:: Excerpt

Coordinate Reference Systems in R

A question on the R-sig-geo mailing list came up that got me thinking about how much I know about coordinate reference systems (CRS) when working with spatial data in R. Turns out I know how to do the basic stuff, but it’s hard to remember how everything works together, so to aid my memory and for anyone with the question, here are some basic methods to answer the question: How do I make sure all my data is in the same coordinate system?

First, we need to load some basic R libraries:

library(sp)
library(rgdal)

## rgdal: version: 1.1-10, (SVN revision 622)
##  Geospatial Data Abstraction Library extensions to R successfully loaded
##  Loaded GDAL runtime: GDAL 2.1.0, released 2016/04/25
##  Path to GDAL shared files: /usr/share/gdal/2.1
##  Loaded PROJ.4 runtime: Rel. 4.9.2, 08 September 2015, [PJ_VERSION: 492]
##  Path to PROJ.4 shared files: (autodetected)
##  Linking to sp version: 1.2-3

library(raster)
library(gdalUtils)

Set Up A Target CRS

The original question had an existing proj4 string that we will call the desired CRS:

# set the desired CRS
desired_crs<-CRS("+proj=lcc +lat_1=49 +lat_2=44 +lat_0=46.5 +lon_0=3 +x_0=700000 +y_0=6600000 +ellps=GRS80 +units=m +no_defs")

::::
:: Source material

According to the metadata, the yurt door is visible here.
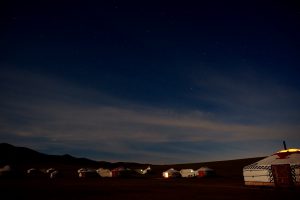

::::

Can you duplicate everything in the coordinate reference systems text above, from "library(rgdal)" down to "shared files: (autodetected)"?

*Output below*
library(rgdal)

## rgdal: version: 1.1-10, (SVN revision 622)
##  Geospatial Data Abstraction Library extensions to R successfully loaded
##  Loaded GDAL runtime: GDAL 2.1.0, released 2016/04/25
##  Path to GDAL shared files: /usr/share/gdal/2.1
##  Loaded PROJ.4 runtime: Rel. 4.9.2, 08 September 2015, [PJ_VERSION: 492]
##  Path to PROJ.4 shared files: (autodetected)